[Point placement items]

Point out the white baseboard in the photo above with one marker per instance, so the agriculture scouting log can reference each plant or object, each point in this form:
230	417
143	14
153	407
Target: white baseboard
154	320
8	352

● The request:
Rewrite every line of the items above, including each request and its sample points. Offset every coordinate value in the answers by adding 145, and leave all other numbers unchanged.

● Completed exercise:
Point out the white baseboard in the photo above with one marker per instance, so the agriculture scouting log can reference each plant or object, each point in this form:
230	417
143	14
153	407
Target: white baseboard
299	465
153	497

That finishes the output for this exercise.